WHAT TO WORK ON: Would you transcribe the listing exactly as it stands, minus any images?

[Opening GIVEN DATA section]

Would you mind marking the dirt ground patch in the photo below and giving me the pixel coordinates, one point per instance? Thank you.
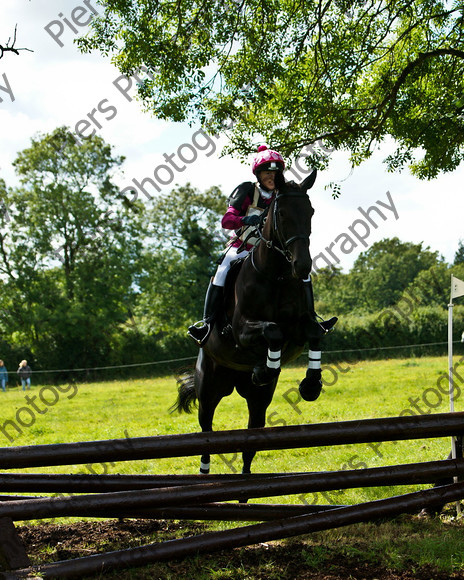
(292, 559)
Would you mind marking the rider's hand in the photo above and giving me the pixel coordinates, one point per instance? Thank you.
(250, 220)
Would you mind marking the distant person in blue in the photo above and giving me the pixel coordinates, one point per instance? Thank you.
(25, 373)
(3, 375)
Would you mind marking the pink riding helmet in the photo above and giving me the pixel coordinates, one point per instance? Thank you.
(267, 160)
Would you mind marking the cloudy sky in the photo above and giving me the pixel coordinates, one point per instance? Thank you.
(57, 85)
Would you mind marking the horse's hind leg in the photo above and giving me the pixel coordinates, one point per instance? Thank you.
(212, 384)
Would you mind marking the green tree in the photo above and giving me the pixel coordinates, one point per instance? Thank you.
(295, 73)
(184, 241)
(69, 254)
(381, 274)
(459, 255)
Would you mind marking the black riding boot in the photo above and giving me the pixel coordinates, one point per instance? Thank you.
(326, 325)
(201, 330)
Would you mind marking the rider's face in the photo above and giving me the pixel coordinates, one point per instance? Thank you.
(267, 179)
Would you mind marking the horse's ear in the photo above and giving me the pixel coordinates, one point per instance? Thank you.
(279, 180)
(309, 181)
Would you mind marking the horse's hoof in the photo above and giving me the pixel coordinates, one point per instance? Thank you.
(263, 375)
(310, 390)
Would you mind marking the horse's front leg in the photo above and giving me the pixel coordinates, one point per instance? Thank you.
(212, 383)
(265, 372)
(311, 386)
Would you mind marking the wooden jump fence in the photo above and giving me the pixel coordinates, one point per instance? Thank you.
(205, 497)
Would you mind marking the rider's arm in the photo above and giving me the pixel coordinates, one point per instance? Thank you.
(232, 219)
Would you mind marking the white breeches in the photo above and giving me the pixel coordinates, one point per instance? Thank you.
(221, 273)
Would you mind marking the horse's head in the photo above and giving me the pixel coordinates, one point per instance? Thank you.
(289, 224)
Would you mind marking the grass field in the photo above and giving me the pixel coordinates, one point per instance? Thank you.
(359, 390)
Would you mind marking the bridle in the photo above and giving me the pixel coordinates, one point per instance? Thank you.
(283, 245)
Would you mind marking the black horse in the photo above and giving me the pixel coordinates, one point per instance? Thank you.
(266, 321)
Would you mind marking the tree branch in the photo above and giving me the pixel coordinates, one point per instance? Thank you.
(11, 47)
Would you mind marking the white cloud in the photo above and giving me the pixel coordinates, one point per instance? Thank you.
(56, 86)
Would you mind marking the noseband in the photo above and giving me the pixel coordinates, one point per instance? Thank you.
(282, 245)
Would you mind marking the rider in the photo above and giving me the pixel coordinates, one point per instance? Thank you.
(246, 204)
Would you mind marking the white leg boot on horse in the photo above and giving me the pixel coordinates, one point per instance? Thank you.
(311, 386)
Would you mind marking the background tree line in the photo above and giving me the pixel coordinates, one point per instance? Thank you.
(89, 279)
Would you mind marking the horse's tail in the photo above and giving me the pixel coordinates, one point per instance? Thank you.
(186, 394)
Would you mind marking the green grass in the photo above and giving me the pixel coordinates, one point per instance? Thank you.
(362, 390)
(138, 408)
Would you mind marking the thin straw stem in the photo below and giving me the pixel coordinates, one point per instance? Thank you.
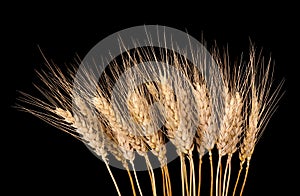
(112, 177)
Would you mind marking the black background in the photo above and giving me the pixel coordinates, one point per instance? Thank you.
(40, 159)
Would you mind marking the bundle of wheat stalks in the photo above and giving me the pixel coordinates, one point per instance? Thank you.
(230, 114)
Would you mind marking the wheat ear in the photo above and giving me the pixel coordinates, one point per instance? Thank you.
(262, 106)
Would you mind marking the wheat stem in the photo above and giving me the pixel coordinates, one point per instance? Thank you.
(199, 175)
(112, 177)
(192, 176)
(136, 179)
(151, 175)
(211, 173)
(131, 182)
(238, 177)
(168, 181)
(227, 175)
(245, 177)
(218, 175)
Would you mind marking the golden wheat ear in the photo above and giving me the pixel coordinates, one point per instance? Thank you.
(263, 100)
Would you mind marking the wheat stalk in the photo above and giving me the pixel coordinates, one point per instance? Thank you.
(186, 98)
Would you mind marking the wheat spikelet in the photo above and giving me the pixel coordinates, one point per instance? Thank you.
(186, 97)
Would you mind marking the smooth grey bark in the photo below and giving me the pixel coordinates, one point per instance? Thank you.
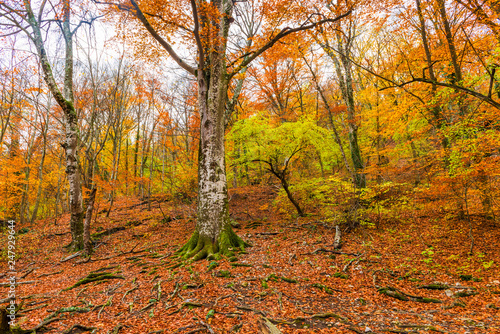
(343, 69)
(213, 233)
(65, 101)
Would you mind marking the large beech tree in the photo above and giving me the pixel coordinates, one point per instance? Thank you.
(23, 17)
(204, 26)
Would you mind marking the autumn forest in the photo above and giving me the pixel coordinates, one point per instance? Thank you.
(248, 166)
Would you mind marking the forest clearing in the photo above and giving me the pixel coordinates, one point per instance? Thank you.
(249, 166)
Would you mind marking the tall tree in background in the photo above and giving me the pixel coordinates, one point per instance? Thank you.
(340, 48)
(22, 17)
(206, 25)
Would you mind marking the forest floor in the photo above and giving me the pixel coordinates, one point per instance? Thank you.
(290, 277)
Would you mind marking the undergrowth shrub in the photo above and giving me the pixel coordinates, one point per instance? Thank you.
(336, 201)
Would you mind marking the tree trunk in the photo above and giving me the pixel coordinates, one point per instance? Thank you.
(87, 242)
(65, 101)
(213, 235)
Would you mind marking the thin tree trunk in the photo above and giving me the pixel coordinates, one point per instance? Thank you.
(87, 242)
(65, 101)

[Closing GIVEN DATA section]

THE COMPLETED TASK:
Would you mind marking the dirt ground patch in the photo below and giving me the pixel coordinates, one point per instance? Thank you.
(292, 559)
Would you mind marking the rider's hand in the photo above and giving me the pixel coordinates, one point per instance? Thank you.
(250, 220)
Would you mind marking the distant person in blue in the photo above and giving me the pixel coordinates, one point per instance? Thank you.
(25, 373)
(3, 375)
Would you mind marking the pink riding helmet in the photo above and giving me the pixel coordinates, one point per instance? Thank you.
(267, 160)
Would you mind marking the cloudy sky in the photo above and giving me the pixel coordinates, one point per instance? Thank you.
(57, 85)
Would you mind marking the horse's hind leg in the photo above and giving me the pixel coordinates, one point per instance? Thank you.
(212, 384)
Would you mind marking the green tree in the photo above and giving me the pixel coordinates, one point per instance? Thank you.
(295, 73)
(184, 241)
(69, 254)
(381, 274)
(459, 255)
Would you mind marking the black riding boot in the photo above and giving me the pixel coordinates, one point per instance? Thank you.
(326, 325)
(201, 330)
Would you mind marking the rider's face in the photo above and giving me the pixel coordinates, one point per instance? Thank you.
(267, 179)
Would you mind marking the horse's ear in the photo above and giving me the pixel coordinates, one point per instance? Thank you.
(279, 180)
(309, 181)
Would you mind marking the horse's hoof in the photo above and giving me the pixel coordinates, one point per instance? Thank you.
(263, 375)
(310, 390)
Would you mind marking the horse's front leg in the photo above and giving me the pixel coordinates, one point per instance? Thank you.
(212, 383)
(265, 372)
(311, 386)
Would you mind marking the wooden jump fence in the photo above and giving me the pixel coordinates, one point per instance? Thank you.
(205, 497)
Would you mind marking the rider's arm in the photo above and giving me the pixel coordinates, one point per instance? Thank you.
(232, 219)
Would you mind marking the white breeches in the photo above and giving me the pixel coordinates, one point per instance? Thank you.
(221, 273)
Would you mind marking the horse's head in the photo above and giving me the pixel coordinates, one point per instance? Thank you.
(289, 224)
Would you mind marking the grass field in the photo above and giving me the pixel coordinates, one point per instance? Thank you.
(359, 390)
Would you mind marking the bridle in the photo above and giving me the pixel coordinates, one point per instance? Thank you.
(283, 245)
Would you mind marking the black horse in the photo above and giving me the pixel coordinates, one point per instance? Thank you.
(266, 321)
Would you mind marking the tree branch in the photo above and giving me the pixel coordinates, one point per instance? Thank you.
(11, 47)
Would you mind marking the white cloud in the photo above and giving me the pixel coordinates, one point per instance? Thank you.
(56, 86)
Would you mind marking the noseband in the photo above and giving me the pixel coordinates, one point per instance? Thank you.
(282, 245)
Would you mind marking the rider in the photo above and giving me the pixel coordinates, one point per instance? Thank you.
(246, 204)
Would you mind marking the white leg boot on horse in the photo above and giving me the pixel coordinates, one point per instance? Thank you.
(311, 386)
Would you mind marking the background tree line in the photo above and giving me the pixel coordinates, one point per instance? Thank you.
(89, 279)
Would you mind marking the horse's tail in the photo above and giving me the pixel coordinates, one point per instance? Thank you.
(186, 394)
Would you mind marking the green grass in the photo above and giving me the pixel coordinates, one point per instance? Thank you.
(362, 390)
(138, 408)
Would you mind marking the thin straw stem in the photo below and giving me the pixel coordinates, one point per instance? Thank you.
(112, 177)
Would you mind marking the black background in the photo above and giving me the pixel coordinates, one point per instance? Thank you.
(40, 159)
Would you mind marking the bundle of wheat stalks in the photo above and giving me the pixel coordinates, one point per instance? Thank you.
(230, 114)
Would you mind marking the wheat ear in the photo above and giving me the pixel coordinates, one point per instance? Thank you.
(262, 106)
Would you mind marking the wheat stem in the photo above and giving me the pixel coordinates, one point per instance? Thank you.
(199, 175)
(112, 177)
(192, 176)
(136, 179)
(151, 175)
(211, 173)
(131, 182)
(238, 177)
(168, 181)
(227, 175)
(245, 177)
(218, 175)
Would you mind marking the golden wheat ear in the photo above and giving me the pixel coordinates, one point per instance? Thank you.
(263, 100)
Would you mind marking the wheat stalk in the photo above and giving me the pixel coordinates, one point per instance? Thank you.
(186, 98)
Would you mind marking the wheat spikelet in the photo above and giving me the pixel coordinates, one point per instance? Thank you.
(186, 97)
Would you mind marking the smooth grey bark in the photo below and giving me the pixel coordinates, one point per instance? Thank you.
(343, 69)
(213, 233)
(65, 101)
Would you mind marking the large beech tree in the photo above and giving me the pixel coordinates, one point per instance? Thank you.
(23, 17)
(204, 26)
Would you mind marking the autumn forest in the photo above and giving me the pixel coordinates, one point per instance? Thank you.
(248, 166)
Would you mind marking the forest clearing in the photo above and giving me the pixel coordinates, one point per instance? Thank you.
(249, 166)
Would you mind marking the tall tree in background in the photo above and giving me the pixel coordinates, one point per instance? Thank you.
(340, 48)
(22, 17)
(206, 25)
Would you mind marking the forest floor in the photo above and giving me the pixel coordinates, one point per instance? Thank you.
(290, 277)
Would you mind marking the undergrowth shrub in the photo above and giving me the pixel coordinates, one point per instance? Thank you.
(336, 201)
Would you mind marking the tree trunk in the photo above and giving me the pixel coordinates, one point per instance? Thank you.
(87, 242)
(65, 101)
(213, 235)
Would you mind marking the thin tree trunk in the photo above and giving me the pixel coordinates, one point per instance? Thank you.
(87, 242)
(65, 101)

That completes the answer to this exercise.